Exercise details:
Print the listing lines from the line with "</instance>" up to and including the line with "rough mask: <svg", keeping them unchanged.

Data records:
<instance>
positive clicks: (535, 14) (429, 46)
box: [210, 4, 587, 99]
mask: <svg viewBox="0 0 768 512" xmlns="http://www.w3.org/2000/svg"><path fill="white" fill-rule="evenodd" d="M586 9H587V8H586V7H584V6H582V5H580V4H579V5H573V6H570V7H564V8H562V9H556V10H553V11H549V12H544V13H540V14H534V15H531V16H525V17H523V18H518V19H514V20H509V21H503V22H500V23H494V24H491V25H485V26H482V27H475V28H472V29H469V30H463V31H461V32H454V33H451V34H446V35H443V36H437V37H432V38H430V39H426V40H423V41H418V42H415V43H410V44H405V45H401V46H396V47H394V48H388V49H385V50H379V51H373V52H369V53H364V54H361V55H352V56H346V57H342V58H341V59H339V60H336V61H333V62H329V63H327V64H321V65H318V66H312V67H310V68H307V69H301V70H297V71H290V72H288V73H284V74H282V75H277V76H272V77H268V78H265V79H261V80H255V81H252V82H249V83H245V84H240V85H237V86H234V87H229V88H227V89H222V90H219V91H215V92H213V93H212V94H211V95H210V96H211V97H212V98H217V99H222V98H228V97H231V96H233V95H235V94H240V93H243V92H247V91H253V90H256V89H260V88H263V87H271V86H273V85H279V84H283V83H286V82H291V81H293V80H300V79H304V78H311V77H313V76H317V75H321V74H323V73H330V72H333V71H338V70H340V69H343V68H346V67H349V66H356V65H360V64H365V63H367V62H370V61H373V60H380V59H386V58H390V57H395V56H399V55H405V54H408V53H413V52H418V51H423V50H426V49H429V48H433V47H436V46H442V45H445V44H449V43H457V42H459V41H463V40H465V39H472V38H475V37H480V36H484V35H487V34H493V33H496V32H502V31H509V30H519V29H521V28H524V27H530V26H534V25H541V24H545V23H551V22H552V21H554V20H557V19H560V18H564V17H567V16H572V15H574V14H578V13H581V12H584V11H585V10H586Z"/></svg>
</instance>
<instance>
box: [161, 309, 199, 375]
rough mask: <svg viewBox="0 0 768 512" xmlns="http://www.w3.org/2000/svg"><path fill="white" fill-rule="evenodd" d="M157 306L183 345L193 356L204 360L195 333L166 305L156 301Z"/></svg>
...
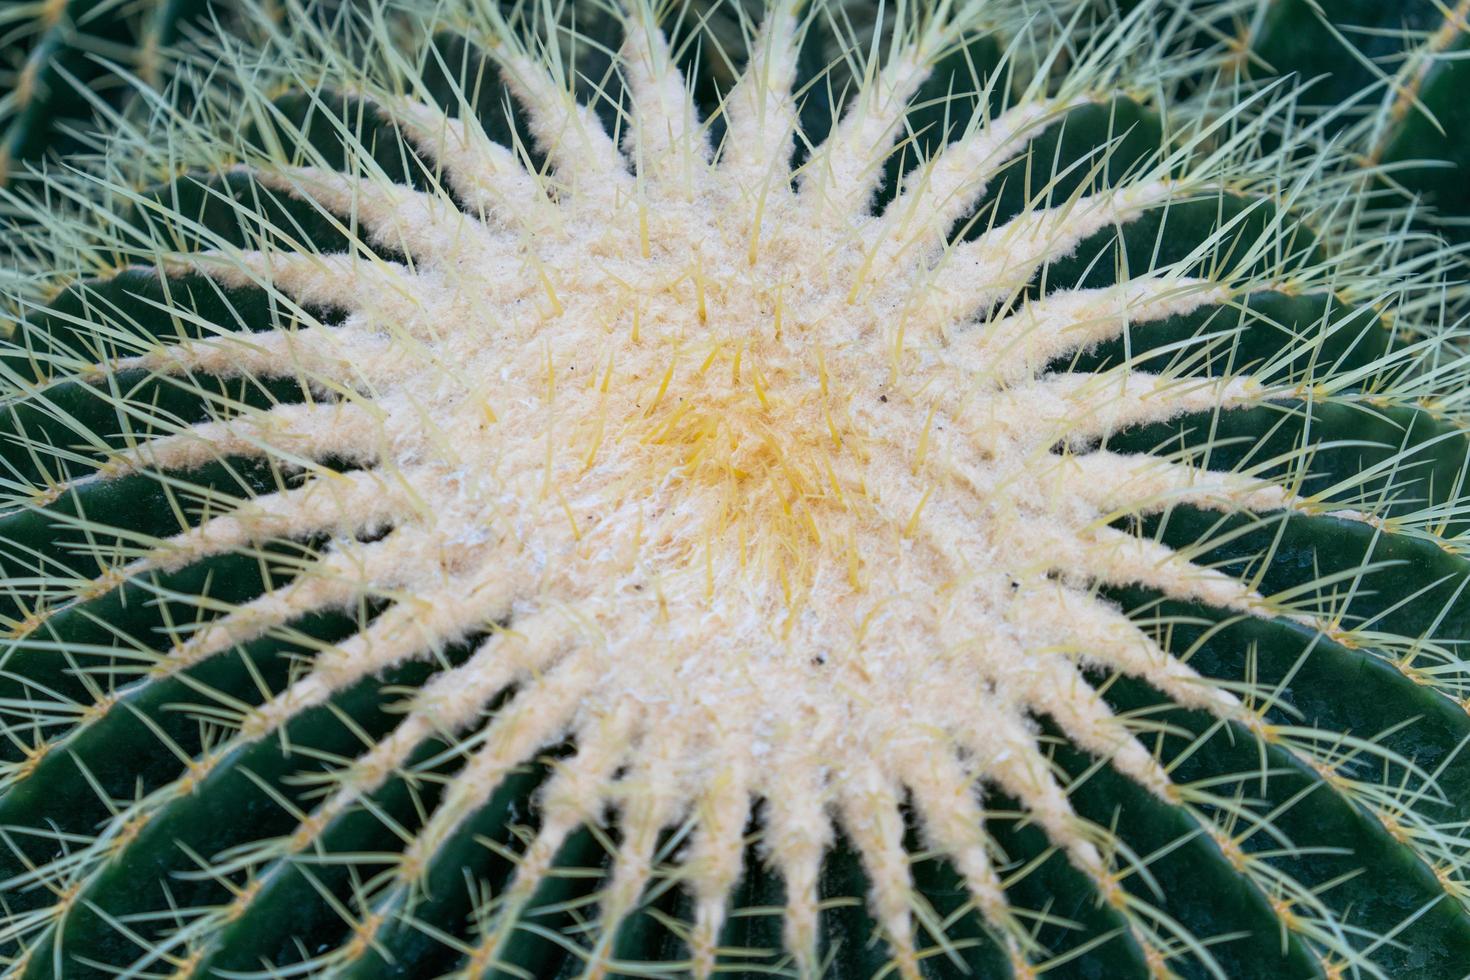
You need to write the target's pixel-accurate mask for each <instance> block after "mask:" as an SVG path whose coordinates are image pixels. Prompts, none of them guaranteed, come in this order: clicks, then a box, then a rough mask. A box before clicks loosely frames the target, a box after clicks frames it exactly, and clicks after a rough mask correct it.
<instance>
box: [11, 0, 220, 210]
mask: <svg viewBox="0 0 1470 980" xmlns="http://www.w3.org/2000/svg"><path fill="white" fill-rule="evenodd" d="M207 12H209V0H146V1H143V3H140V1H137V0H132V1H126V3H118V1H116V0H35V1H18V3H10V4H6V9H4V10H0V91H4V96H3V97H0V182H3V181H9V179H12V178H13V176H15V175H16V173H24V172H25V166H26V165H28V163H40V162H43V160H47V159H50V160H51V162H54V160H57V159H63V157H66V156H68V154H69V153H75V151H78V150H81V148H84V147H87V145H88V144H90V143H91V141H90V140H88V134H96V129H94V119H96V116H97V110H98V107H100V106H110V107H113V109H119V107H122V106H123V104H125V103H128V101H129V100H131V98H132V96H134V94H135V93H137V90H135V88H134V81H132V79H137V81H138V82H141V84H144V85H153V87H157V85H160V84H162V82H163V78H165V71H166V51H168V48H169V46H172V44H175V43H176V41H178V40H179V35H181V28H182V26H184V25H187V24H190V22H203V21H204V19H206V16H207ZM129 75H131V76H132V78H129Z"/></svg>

Final answer:
</instance>
<instance>
box: [161, 309, 199, 375]
rough mask: <svg viewBox="0 0 768 512" xmlns="http://www.w3.org/2000/svg"><path fill="white" fill-rule="evenodd" d="M157 306L183 345L193 356L204 360L195 333L166 305L156 301Z"/></svg>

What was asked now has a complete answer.